**RECORDS FOR THIS EXERCISE:**
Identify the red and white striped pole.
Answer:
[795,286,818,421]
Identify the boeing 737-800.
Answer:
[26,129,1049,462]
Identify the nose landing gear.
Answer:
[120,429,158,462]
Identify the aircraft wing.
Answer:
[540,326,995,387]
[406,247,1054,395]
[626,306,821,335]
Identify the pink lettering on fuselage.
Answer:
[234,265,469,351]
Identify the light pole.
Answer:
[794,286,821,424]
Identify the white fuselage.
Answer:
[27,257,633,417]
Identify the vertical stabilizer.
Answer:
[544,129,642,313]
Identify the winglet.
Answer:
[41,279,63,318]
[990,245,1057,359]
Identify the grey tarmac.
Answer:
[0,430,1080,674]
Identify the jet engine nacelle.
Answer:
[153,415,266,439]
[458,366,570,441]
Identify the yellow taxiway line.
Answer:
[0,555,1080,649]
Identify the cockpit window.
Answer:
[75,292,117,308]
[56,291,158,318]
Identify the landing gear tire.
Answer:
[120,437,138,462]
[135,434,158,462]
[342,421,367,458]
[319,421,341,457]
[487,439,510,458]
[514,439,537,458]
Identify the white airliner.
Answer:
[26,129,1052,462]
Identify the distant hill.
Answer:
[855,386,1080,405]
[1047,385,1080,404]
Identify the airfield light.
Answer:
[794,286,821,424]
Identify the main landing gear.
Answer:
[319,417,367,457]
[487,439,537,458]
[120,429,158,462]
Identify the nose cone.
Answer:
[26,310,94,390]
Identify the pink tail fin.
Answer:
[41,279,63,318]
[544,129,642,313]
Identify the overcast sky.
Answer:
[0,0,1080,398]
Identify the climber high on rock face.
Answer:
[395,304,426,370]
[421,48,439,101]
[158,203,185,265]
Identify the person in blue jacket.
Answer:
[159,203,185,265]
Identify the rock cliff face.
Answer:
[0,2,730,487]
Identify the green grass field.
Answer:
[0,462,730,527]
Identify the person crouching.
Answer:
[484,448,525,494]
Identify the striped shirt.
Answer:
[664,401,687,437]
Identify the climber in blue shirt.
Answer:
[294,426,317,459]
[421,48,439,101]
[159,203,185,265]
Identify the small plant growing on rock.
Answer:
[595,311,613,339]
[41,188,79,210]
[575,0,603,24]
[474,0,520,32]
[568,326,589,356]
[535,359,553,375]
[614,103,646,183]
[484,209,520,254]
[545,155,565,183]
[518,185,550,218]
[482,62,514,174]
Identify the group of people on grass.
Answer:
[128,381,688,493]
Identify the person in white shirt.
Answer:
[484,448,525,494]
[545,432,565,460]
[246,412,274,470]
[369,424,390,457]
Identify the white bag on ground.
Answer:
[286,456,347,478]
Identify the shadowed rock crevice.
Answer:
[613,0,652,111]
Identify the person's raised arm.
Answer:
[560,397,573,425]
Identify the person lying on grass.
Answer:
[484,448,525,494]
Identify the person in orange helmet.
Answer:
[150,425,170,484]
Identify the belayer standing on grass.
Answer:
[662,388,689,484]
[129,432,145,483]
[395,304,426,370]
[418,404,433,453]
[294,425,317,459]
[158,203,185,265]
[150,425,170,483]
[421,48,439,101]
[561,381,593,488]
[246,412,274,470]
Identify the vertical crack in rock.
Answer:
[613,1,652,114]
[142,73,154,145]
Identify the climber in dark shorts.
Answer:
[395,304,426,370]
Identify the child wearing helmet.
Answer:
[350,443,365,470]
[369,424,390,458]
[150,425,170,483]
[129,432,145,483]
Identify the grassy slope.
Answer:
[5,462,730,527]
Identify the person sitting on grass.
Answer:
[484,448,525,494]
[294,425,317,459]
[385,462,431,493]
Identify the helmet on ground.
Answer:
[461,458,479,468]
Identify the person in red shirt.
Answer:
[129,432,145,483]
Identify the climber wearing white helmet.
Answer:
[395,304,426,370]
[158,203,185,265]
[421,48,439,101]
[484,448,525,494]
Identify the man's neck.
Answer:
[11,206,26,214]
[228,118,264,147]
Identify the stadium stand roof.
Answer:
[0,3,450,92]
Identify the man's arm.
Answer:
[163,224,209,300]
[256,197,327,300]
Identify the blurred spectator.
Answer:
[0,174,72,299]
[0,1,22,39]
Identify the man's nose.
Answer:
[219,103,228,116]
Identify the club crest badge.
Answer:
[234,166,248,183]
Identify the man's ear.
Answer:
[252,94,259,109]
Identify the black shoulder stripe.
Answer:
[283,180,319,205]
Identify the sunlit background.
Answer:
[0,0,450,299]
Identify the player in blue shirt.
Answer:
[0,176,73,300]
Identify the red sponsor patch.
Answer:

**TASK REQUIREMENTS:** Rewrite the listing above as a numbered list and leave out any blank lines.

**FULL SOLUTION:**
1. Identify the red and white striped pole.
2. Answer:
3. [795,286,818,421]
4. Identify the boeing 737-800.
5. Answer:
6. [26,129,1049,462]
7. Identify the nose landing gear.
8. Answer:
9. [120,429,158,462]
10. Identify the aircraft wing.
11. Answer:
12. [540,326,995,387]
13. [406,247,1054,395]
14. [626,306,821,335]
15. Identify the pink lettering on fuselage.
16. Answer:
17. [234,265,469,351]
18. Identify the light pole.
19. Answer:
20. [794,286,821,424]
21. Identify the white fuselage.
22. Answer:
23. [27,257,633,417]
24. Identify the vertical stabilizer.
25. Answer:
26. [544,129,642,313]
27. Identify the winglet.
28. Answer:
29. [41,279,63,318]
30. [990,245,1057,359]
31. Identify the grey tarmac.
32. Answer:
33. [0,430,1080,674]
34. Identify the jet engine nacelle.
35. Answer:
36. [153,415,266,439]
37. [458,366,570,441]
38. Identify the yellow taxiway line.
39. Answer:
40. [0,555,1080,649]
41. Identify the cockpit window.
42. Answer:
43. [75,292,117,308]
44. [56,291,158,318]
45. Identify the landing gear tire.
46. Answer:
47. [120,437,138,462]
48. [135,434,158,462]
49. [342,421,367,458]
50. [319,421,341,457]
51. [487,439,510,458]
52. [514,439,537,458]
53. Identify the white airliner.
54. Answer:
55. [26,129,1052,462]
56. Identify the distant hill.
57. Answer:
58. [855,386,1080,405]
59. [1047,385,1080,404]
60. Identify the airfield light.
61. Answer:
62. [794,286,821,424]
63. Identify the main landing gear.
64. Answer:
65. [319,417,367,457]
66. [487,439,537,458]
67. [120,429,158,462]
68. Identify the nose cone.
69. Answer:
70. [26,310,94,390]
71. Identify the pink tail fin.
72. Answer:
73. [41,279,63,318]
74. [544,129,642,313]
75. Identify the overcast sky.
76. Answer:
77. [0,0,1080,398]
78. Identify the climber high on rock face.
79. Answer:
80. [395,304,426,370]
81. [421,48,439,101]
82. [158,203,185,265]
83. Identify the person in blue jacket.
84. Answer:
85. [159,203,185,265]
86. Identify the rock cliff face.
87. Answer:
88. [0,2,730,487]
89. Identify the green grass field.
90. Answer:
91. [0,462,730,527]
92. Identify the person crouching.
93. Answer:
94. [484,448,525,494]
95. Identify the striped shirt.
96. Answer:
97. [664,401,687,437]
98. Identify the climber in blue shirt.
99. Answer:
100. [294,426,317,459]
101. [421,48,439,101]
102. [159,203,185,265]
103. Identify the small plant growing on rock.
104. Answer:
105. [595,311,613,339]
106. [41,188,79,210]
107. [575,0,603,24]
108. [474,0,520,32]
109. [568,326,589,356]
110. [535,359,553,375]
111. [614,103,646,183]
112. [484,209,520,254]
113. [545,155,565,183]
114. [518,185,550,218]
115. [482,62,514,174]
116. Identify the group of people on grass.
117. Answer:
118. [128,381,688,493]
119. Identify the person in white shirt.
120. Answer:
121. [484,448,525,494]
122. [545,432,565,460]
123. [246,412,274,470]
124. [369,424,390,457]
125. Identify the white bag on ground.
126. Answer:
127. [286,456,347,478]
128. Identify the shadowed rock crevice.
129. Answer:
130. [613,0,652,111]
131. Identify the person's raised arm.
132. Answer:
133. [560,397,573,425]
134. Identify the person lying on grass.
135. Answer:
136. [484,448,525,494]
137. Identify the person in orange helmet.
138. Answer:
139. [150,425,170,484]
140. Identify the belayer standing on grass.
141. Answer:
142. [662,388,689,484]
143. [129,432,145,483]
144. [395,304,426,370]
145. [418,404,433,453]
146. [294,425,317,459]
147. [158,203,185,265]
148. [150,425,170,483]
149. [421,48,439,101]
150. [561,381,593,488]
151. [246,412,274,470]
152. Identify the vertical crack in rock.
153. Answer:
154. [613,1,652,114]
155. [142,73,154,145]
156. Identify the climber in dark shorts.
157. Answer:
158. [395,304,426,370]
159. Identify the child wearing helmet.
160. Answer:
161. [350,443,365,470]
162. [369,424,390,458]
163. [150,425,170,483]
164. [129,432,145,483]
165. Identify the grassy slope.
166. Answer:
167. [5,462,730,527]
168. Identify the person sitting on grass.
169. Answer:
170. [484,448,525,494]
171. [294,425,317,459]
172. [385,462,431,493]
173. Identify the helmet on ground.
174. Answer:
175. [461,458,479,468]
176. Identify the person in red shirt.
177. Answer:
178. [129,432,145,483]
179. Identify the climber wearing white helmet.
180. Answer:
181. [395,304,426,370]
182. [158,203,185,265]
183. [421,48,439,101]
184. [484,448,525,494]
185. Identify the man's neck.
186. Answer:
187. [11,206,26,214]
188. [228,118,264,147]
189. Identify the stadium stand roof.
190. Answer:
191. [0,3,450,92]
192. Identify the man's arm.
193. Answer:
194. [163,224,209,300]
195. [256,197,327,300]
196. Identify the blurred spectator.
197. Answer:
198. [0,174,72,299]
199. [0,1,22,39]
200. Identify the man's nose.
201. Answer:
202. [219,103,228,116]
203. Identify the club crest badge.
204. Answer:
205. [234,166,248,183]
206. Identify the man's ear.
207. Answer:
208. [252,94,259,109]
209. Identify the black shoulder stripe.
210. Answer:
211. [283,180,319,205]
212. Identify the sunlit background.
213. Answer:
214. [0,0,450,299]
215. Identify the player in blue shirt.
216. Answer:
217. [0,176,73,300]
218. Identify the red sponsor patch.
219. Answer:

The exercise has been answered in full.